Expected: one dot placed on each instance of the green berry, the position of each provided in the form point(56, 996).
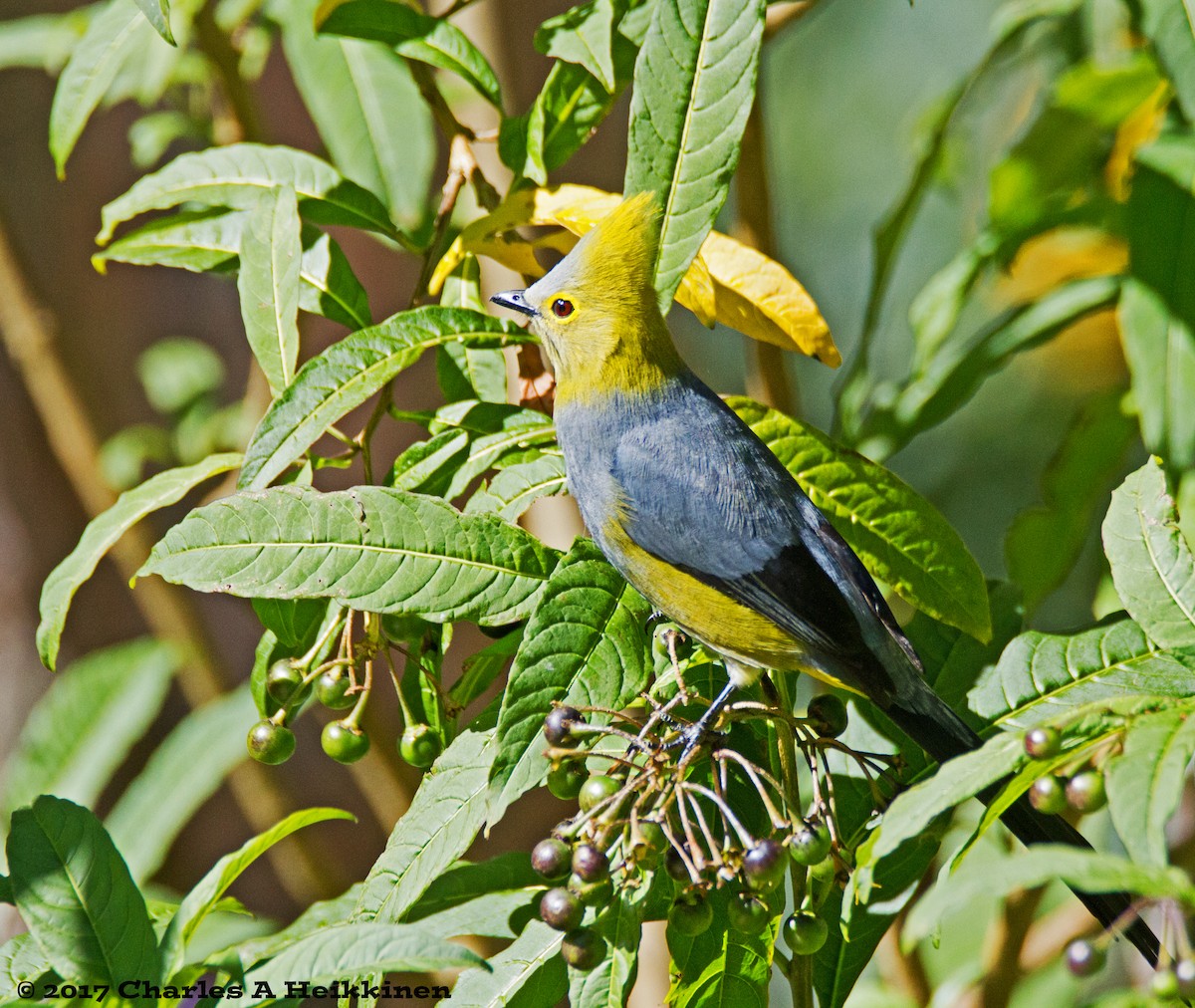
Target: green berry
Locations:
point(811, 845)
point(419, 745)
point(551, 859)
point(269, 743)
point(333, 691)
point(282, 679)
point(805, 932)
point(596, 791)
point(1044, 743)
point(344, 741)
point(566, 780)
point(1085, 792)
point(1084, 959)
point(675, 866)
point(748, 913)
point(691, 913)
point(1164, 984)
point(584, 949)
point(561, 908)
point(764, 865)
point(1049, 795)
point(829, 715)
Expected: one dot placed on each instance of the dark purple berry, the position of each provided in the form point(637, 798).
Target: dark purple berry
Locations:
point(551, 859)
point(764, 865)
point(591, 864)
point(1044, 743)
point(1085, 792)
point(559, 726)
point(811, 845)
point(561, 908)
point(1049, 795)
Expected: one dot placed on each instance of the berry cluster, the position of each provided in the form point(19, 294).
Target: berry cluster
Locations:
point(700, 812)
point(344, 681)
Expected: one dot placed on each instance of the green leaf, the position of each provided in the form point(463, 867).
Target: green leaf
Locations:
point(428, 466)
point(483, 667)
point(158, 15)
point(352, 949)
point(441, 824)
point(721, 965)
point(83, 728)
point(1160, 353)
point(114, 36)
point(21, 959)
point(350, 372)
point(416, 36)
point(620, 924)
point(208, 890)
point(1170, 27)
point(1151, 561)
point(900, 537)
point(370, 548)
point(1041, 674)
point(585, 644)
point(583, 35)
point(936, 309)
point(209, 240)
point(694, 83)
point(368, 112)
point(855, 928)
point(43, 41)
point(236, 177)
point(177, 371)
point(465, 881)
point(268, 284)
point(500, 913)
point(954, 660)
point(183, 773)
point(571, 106)
point(515, 487)
point(1086, 871)
point(461, 371)
point(1045, 540)
point(527, 974)
point(1146, 780)
point(77, 896)
point(321, 914)
point(101, 535)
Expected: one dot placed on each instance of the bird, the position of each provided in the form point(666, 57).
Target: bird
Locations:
point(704, 520)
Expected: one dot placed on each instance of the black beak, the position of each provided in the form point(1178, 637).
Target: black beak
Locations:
point(515, 302)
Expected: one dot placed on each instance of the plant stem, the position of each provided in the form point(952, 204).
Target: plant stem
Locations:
point(25, 330)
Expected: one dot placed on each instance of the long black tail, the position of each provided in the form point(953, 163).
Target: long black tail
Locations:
point(926, 719)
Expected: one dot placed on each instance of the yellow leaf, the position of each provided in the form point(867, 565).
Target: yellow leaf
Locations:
point(728, 281)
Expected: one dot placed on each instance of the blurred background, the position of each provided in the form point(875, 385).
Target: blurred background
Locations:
point(845, 90)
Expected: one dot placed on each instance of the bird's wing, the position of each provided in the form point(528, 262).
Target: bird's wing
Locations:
point(724, 510)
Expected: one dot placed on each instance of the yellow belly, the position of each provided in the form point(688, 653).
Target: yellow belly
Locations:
point(716, 620)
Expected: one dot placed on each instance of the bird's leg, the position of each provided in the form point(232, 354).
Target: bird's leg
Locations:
point(696, 733)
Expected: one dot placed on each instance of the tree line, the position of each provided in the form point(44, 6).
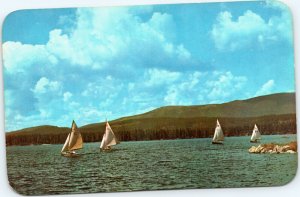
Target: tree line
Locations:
point(158, 129)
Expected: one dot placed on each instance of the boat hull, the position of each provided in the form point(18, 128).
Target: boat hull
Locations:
point(221, 143)
point(70, 154)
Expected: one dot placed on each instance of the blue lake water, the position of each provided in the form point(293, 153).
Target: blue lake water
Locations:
point(149, 165)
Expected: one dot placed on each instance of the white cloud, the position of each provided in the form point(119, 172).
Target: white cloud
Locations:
point(43, 85)
point(18, 57)
point(160, 77)
point(225, 85)
point(67, 96)
point(266, 88)
point(276, 4)
point(249, 29)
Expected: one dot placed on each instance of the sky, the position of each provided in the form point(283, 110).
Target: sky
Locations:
point(89, 64)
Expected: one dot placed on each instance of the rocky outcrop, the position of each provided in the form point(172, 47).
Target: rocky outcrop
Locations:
point(274, 148)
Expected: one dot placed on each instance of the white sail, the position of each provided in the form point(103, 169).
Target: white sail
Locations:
point(74, 140)
point(255, 134)
point(109, 138)
point(66, 145)
point(218, 136)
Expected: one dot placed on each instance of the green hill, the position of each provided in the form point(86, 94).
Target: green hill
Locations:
point(274, 114)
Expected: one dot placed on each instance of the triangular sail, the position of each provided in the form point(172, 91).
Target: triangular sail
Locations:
point(109, 138)
point(74, 140)
point(218, 136)
point(66, 145)
point(255, 134)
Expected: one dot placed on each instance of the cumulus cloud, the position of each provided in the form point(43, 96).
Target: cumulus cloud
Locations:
point(160, 77)
point(43, 85)
point(266, 88)
point(67, 96)
point(249, 29)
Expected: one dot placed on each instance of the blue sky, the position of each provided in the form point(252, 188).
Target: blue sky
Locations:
point(88, 64)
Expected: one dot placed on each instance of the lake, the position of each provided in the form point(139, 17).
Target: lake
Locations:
point(149, 165)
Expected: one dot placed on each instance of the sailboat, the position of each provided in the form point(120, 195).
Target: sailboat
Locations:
point(255, 135)
point(73, 142)
point(218, 136)
point(109, 139)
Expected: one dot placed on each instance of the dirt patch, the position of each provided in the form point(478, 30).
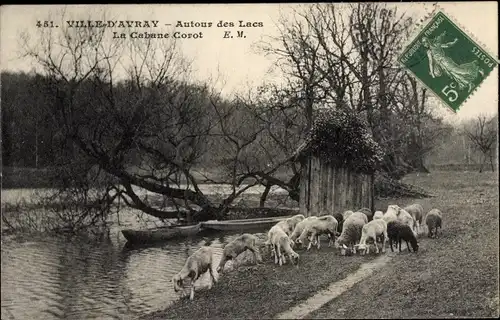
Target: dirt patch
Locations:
point(452, 276)
point(334, 290)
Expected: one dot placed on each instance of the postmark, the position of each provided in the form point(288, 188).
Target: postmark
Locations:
point(447, 61)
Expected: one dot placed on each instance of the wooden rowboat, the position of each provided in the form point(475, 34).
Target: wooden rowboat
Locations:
point(243, 224)
point(161, 234)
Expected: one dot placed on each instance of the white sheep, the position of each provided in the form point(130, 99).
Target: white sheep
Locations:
point(378, 215)
point(326, 224)
point(406, 218)
point(288, 225)
point(300, 227)
point(234, 248)
point(372, 230)
point(417, 212)
point(346, 214)
point(351, 232)
point(280, 241)
point(360, 215)
point(391, 214)
point(196, 265)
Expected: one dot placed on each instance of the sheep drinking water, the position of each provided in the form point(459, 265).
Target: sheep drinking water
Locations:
point(196, 265)
point(280, 241)
point(322, 225)
point(242, 243)
point(372, 230)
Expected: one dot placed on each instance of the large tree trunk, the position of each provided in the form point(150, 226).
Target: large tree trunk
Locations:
point(263, 197)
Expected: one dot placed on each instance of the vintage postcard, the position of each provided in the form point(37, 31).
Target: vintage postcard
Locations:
point(223, 161)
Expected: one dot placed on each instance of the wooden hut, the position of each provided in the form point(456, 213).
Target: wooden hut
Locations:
point(339, 158)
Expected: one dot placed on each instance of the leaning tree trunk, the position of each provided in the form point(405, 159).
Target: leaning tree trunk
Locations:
point(264, 195)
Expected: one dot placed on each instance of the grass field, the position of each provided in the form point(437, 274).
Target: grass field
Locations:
point(453, 276)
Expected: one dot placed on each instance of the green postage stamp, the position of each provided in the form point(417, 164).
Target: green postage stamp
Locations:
point(447, 61)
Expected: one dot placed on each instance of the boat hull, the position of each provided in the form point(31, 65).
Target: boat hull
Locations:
point(242, 225)
point(160, 234)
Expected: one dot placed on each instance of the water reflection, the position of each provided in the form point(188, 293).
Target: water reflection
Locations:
point(60, 279)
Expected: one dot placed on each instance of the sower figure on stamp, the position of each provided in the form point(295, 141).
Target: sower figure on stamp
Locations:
point(439, 63)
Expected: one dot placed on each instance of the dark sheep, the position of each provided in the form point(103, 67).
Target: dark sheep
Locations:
point(433, 221)
point(397, 231)
point(368, 213)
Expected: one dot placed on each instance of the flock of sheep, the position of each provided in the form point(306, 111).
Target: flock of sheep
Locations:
point(349, 232)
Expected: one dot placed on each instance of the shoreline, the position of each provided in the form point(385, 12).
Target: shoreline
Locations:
point(425, 284)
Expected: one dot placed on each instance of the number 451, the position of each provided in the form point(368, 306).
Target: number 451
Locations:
point(45, 24)
point(451, 94)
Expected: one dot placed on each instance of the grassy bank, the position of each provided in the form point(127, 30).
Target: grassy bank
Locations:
point(456, 274)
point(453, 276)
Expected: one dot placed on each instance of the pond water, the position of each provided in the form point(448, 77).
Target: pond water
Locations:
point(52, 278)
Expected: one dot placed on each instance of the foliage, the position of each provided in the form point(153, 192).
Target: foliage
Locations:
point(342, 139)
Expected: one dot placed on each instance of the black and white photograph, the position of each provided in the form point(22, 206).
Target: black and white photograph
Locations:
point(249, 161)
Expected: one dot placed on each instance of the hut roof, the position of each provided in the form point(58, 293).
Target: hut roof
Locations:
point(343, 140)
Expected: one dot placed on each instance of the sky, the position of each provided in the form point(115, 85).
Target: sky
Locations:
point(235, 61)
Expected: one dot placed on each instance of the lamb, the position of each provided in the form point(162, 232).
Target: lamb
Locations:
point(406, 218)
point(368, 213)
point(391, 214)
point(340, 220)
point(351, 232)
point(378, 215)
point(398, 231)
point(417, 212)
point(300, 227)
point(280, 240)
point(196, 265)
point(242, 243)
point(346, 214)
point(360, 215)
point(288, 225)
point(326, 224)
point(372, 230)
point(433, 220)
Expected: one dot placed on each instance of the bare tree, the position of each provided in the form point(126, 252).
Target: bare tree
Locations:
point(344, 56)
point(482, 132)
point(121, 100)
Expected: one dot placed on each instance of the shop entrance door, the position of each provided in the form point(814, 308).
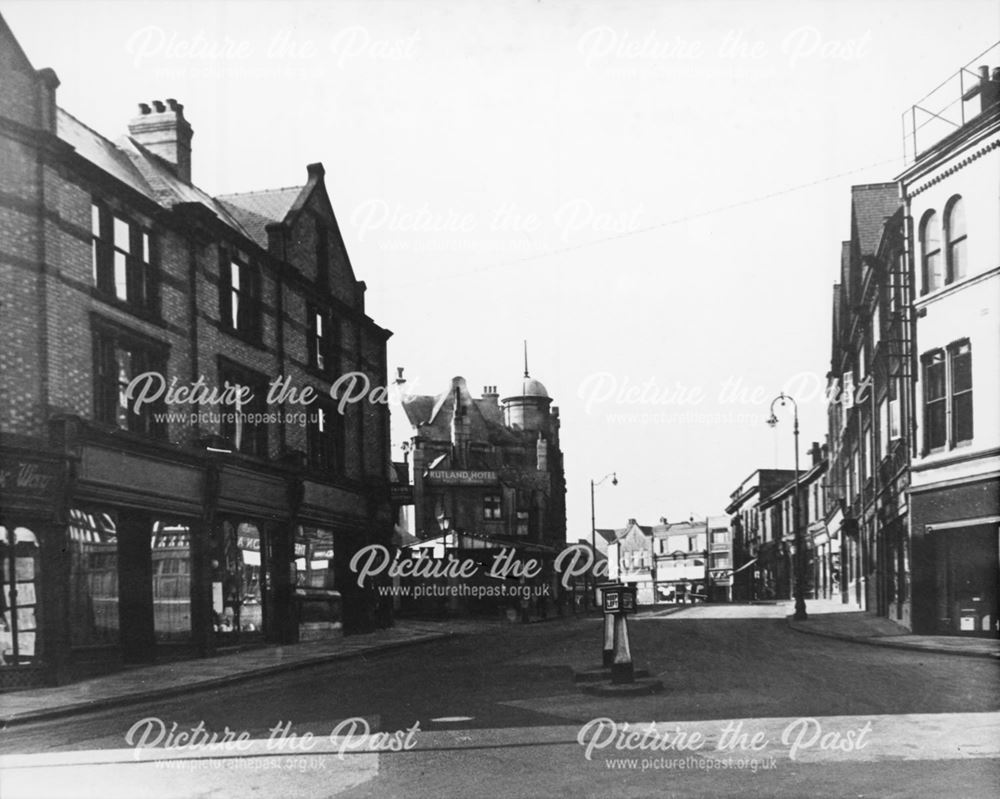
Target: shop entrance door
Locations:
point(241, 582)
point(972, 557)
point(135, 588)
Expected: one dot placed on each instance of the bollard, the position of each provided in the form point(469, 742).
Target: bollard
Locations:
point(609, 639)
point(622, 670)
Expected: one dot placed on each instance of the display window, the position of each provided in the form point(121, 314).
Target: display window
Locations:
point(239, 579)
point(93, 579)
point(19, 575)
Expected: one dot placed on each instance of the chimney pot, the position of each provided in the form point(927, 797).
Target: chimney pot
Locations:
point(166, 134)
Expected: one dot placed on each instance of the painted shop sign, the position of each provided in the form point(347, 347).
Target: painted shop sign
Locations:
point(29, 479)
point(401, 494)
point(461, 477)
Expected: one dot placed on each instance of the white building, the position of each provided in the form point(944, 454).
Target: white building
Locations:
point(951, 192)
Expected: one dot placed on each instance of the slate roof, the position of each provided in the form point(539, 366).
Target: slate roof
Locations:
point(92, 146)
point(255, 210)
point(151, 176)
point(871, 205)
point(433, 414)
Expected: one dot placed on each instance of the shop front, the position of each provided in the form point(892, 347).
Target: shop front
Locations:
point(31, 521)
point(956, 559)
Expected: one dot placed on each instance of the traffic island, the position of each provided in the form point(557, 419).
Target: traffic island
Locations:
point(624, 678)
point(638, 687)
point(604, 673)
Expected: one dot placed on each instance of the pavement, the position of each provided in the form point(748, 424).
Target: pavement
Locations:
point(833, 619)
point(144, 683)
point(135, 685)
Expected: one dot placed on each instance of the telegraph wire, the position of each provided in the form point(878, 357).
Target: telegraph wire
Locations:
point(650, 228)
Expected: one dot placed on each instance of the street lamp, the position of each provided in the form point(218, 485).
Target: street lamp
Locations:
point(593, 520)
point(800, 553)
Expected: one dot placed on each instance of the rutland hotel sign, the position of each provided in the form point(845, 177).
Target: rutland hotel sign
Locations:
point(461, 477)
point(28, 478)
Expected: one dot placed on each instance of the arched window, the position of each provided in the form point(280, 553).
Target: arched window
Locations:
point(930, 252)
point(955, 239)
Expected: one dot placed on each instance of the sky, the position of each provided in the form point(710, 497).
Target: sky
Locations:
point(651, 194)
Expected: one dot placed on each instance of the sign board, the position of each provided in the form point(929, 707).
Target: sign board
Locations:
point(461, 477)
point(401, 494)
point(619, 598)
point(29, 480)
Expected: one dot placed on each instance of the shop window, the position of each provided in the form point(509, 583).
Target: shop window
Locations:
point(314, 557)
point(325, 436)
point(930, 253)
point(19, 581)
point(238, 579)
point(492, 507)
point(171, 555)
point(119, 357)
point(239, 295)
point(955, 239)
point(245, 426)
point(123, 259)
point(93, 579)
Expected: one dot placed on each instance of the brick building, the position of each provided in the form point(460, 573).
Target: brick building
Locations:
point(138, 527)
point(756, 557)
point(487, 473)
point(870, 384)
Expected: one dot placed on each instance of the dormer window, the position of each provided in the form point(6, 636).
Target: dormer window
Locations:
point(239, 295)
point(122, 259)
point(321, 340)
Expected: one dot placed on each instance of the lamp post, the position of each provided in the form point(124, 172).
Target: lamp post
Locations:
point(800, 553)
point(593, 521)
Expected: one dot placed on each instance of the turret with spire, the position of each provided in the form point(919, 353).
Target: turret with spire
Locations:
point(528, 410)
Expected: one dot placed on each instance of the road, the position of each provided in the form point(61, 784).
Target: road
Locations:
point(777, 713)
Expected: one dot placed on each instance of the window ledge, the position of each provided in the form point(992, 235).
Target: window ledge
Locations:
point(147, 315)
point(246, 338)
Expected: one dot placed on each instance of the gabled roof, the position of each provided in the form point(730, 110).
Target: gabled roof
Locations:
point(607, 534)
point(138, 168)
point(101, 152)
point(433, 414)
point(871, 205)
point(255, 210)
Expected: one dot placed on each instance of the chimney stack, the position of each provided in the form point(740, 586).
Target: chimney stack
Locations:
point(163, 130)
point(817, 453)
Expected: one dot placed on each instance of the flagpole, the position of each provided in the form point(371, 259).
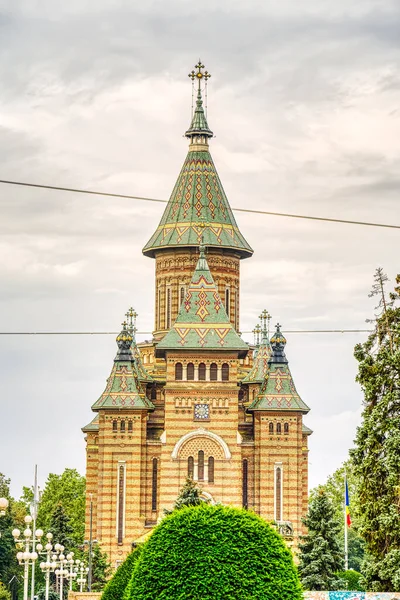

### [EXERCISE DIRECTIONS]
Reproduce the lines verbatim, beginning with the first line and stopping after the line that contains "point(566, 780)". Leave the pictures out of your output.

### [TASK SOLUTION]
Expected: one dot placed on each instance of the green berry, the position of each provided in the form point(56, 996).
Target: green berry
Locations:
point(811, 845)
point(419, 745)
point(551, 859)
point(269, 743)
point(333, 691)
point(282, 679)
point(805, 932)
point(596, 791)
point(1044, 743)
point(344, 741)
point(566, 780)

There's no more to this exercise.